** What is expected **
The lines to extract start at the one containing "of the laptop" and end with the last line; give them exactly and nothing more.

** Working data **

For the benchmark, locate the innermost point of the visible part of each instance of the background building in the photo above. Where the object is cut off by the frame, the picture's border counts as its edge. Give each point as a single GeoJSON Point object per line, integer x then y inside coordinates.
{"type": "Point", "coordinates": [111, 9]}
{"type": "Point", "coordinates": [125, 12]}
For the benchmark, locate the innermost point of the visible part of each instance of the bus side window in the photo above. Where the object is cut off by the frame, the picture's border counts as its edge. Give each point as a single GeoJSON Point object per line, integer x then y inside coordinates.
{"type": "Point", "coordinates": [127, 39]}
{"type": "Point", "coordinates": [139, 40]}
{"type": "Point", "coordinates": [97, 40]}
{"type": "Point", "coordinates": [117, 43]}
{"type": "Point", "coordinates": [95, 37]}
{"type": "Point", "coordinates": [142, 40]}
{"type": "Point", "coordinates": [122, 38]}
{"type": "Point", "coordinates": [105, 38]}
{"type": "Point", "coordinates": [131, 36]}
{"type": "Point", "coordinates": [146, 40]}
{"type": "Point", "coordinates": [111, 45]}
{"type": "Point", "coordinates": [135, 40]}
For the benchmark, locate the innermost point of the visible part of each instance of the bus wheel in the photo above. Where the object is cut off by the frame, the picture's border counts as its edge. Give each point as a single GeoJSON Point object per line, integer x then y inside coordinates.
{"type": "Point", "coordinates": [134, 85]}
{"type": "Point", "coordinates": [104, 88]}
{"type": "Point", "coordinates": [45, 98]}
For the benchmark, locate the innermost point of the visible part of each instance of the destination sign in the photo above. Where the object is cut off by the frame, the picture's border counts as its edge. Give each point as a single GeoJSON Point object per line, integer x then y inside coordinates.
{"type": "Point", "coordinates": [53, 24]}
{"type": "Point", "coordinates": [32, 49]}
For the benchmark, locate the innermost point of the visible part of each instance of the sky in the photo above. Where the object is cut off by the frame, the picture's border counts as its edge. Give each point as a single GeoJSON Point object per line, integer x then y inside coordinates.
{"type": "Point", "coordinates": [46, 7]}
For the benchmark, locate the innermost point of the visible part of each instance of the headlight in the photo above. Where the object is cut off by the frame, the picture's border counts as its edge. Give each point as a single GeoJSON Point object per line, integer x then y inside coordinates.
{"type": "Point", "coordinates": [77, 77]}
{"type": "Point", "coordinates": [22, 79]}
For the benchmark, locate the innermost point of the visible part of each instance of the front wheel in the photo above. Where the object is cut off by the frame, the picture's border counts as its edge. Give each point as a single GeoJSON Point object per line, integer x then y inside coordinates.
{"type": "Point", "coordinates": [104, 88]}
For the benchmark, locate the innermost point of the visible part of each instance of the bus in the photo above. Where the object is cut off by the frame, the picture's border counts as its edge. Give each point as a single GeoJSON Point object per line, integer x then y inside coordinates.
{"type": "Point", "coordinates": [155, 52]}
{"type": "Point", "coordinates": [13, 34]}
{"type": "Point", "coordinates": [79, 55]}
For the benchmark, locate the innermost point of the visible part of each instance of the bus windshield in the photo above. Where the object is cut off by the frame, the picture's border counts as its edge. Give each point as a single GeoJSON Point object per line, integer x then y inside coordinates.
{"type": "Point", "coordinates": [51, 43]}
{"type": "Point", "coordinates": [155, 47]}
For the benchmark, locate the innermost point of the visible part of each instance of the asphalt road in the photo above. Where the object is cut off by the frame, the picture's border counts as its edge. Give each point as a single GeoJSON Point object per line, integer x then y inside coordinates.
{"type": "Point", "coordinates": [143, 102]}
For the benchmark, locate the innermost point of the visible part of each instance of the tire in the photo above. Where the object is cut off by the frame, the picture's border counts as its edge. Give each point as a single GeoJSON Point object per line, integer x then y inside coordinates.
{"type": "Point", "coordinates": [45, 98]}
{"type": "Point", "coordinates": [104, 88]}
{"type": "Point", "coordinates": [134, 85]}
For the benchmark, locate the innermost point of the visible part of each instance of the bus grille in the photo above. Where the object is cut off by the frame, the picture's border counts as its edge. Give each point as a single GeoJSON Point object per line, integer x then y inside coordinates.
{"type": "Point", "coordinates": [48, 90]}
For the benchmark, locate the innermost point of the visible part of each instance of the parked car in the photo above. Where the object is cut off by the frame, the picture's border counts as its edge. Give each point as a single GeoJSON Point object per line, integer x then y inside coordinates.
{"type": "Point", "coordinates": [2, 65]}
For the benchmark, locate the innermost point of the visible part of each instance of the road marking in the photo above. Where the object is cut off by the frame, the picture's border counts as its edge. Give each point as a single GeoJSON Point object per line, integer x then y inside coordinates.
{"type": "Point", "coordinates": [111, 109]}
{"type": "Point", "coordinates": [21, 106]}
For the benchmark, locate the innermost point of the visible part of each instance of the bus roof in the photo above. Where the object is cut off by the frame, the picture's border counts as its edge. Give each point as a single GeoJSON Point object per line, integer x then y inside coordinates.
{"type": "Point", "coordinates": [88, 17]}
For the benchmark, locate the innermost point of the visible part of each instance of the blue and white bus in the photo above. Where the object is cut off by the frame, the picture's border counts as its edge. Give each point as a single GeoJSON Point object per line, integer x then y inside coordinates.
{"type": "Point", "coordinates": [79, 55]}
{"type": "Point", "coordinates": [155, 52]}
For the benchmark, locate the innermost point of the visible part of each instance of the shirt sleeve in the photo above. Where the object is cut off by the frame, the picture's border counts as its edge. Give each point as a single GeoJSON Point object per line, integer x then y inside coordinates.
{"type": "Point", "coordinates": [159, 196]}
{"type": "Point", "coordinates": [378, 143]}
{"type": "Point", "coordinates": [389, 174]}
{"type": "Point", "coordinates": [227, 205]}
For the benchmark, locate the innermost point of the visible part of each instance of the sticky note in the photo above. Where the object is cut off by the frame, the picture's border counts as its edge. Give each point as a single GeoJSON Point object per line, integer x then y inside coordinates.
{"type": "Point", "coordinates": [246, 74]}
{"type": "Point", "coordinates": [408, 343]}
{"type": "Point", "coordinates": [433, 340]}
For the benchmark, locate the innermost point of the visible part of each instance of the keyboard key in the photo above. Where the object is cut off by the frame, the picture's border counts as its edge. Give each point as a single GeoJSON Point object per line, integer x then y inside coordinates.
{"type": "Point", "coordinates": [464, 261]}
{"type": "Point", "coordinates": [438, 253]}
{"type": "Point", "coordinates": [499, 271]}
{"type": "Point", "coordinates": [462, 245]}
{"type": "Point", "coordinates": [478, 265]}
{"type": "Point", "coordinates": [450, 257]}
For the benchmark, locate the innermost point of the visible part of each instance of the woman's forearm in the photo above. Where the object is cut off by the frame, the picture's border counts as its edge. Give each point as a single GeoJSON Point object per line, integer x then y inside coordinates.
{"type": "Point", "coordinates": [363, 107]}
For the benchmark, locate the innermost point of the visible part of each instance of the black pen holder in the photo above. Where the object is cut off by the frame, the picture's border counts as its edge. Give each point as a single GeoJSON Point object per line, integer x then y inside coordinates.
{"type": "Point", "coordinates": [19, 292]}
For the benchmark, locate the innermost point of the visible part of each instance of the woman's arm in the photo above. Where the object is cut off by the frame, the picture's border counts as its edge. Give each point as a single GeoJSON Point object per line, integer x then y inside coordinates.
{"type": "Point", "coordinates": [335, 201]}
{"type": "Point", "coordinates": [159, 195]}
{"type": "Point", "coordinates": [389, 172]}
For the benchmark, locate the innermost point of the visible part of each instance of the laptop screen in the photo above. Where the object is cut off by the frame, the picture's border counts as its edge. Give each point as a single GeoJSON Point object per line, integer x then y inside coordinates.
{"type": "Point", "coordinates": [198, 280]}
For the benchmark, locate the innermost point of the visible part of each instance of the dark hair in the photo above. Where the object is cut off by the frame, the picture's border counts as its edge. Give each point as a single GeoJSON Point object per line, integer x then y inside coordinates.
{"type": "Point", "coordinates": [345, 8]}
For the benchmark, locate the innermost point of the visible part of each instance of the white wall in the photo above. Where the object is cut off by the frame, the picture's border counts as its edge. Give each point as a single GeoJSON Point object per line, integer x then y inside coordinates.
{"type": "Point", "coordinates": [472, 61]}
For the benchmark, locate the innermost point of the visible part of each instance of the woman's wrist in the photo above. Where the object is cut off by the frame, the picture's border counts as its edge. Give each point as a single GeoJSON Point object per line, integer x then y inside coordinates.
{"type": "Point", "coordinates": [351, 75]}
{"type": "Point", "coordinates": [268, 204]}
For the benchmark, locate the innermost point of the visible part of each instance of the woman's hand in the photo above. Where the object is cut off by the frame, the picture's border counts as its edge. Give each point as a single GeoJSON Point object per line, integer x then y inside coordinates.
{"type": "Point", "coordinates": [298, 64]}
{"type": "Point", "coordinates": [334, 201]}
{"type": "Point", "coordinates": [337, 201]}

** Final result **
For the benchmark, locate the innermost point of the visible part of each instance of the laptop screen in the photo above. Where the object is cut off by the frame, the picture's border counts as its edge. Give each point as a single GeoJSON Point object per line, integer x then y inside coordinates.
{"type": "Point", "coordinates": [198, 280]}
For the benchmark, locate the innermost point of the visible part of each instance of the dark hair in the photo above. Where the object is cut off by the frame, the picture's border counts as its edge. Give each point as a single GeoJSON Point object per line, integer x then y inside coordinates.
{"type": "Point", "coordinates": [345, 8]}
For the benchmark, locate the innermost point of the visible part of each instance of the white wall in the photo above. Where the object is cut off by the frame, the picture's border counts as its edge. Give each point as a single GeoJSON Point object per line, integer x then y inside coordinates.
{"type": "Point", "coordinates": [472, 61]}
For the benchmark, locate the innermost point of the visible part of each instance of the woman's wrist in the photo above. Where the object is cut off by the frame, the picture's border counts as its edge. Give each point as a single GeoJSON Point object per line, integer x then y inside coordinates.
{"type": "Point", "coordinates": [351, 75]}
{"type": "Point", "coordinates": [268, 204]}
For the benchmark, locate the innermost point of the visible part of each instance of the woman's hand in the photo above. Where the object is cut off by the frame, the picture's border counts as its edge. Give each point as a single GeoJSON Point object per line, integer x then y inside coordinates.
{"type": "Point", "coordinates": [298, 64]}
{"type": "Point", "coordinates": [334, 201]}
{"type": "Point", "coordinates": [337, 201]}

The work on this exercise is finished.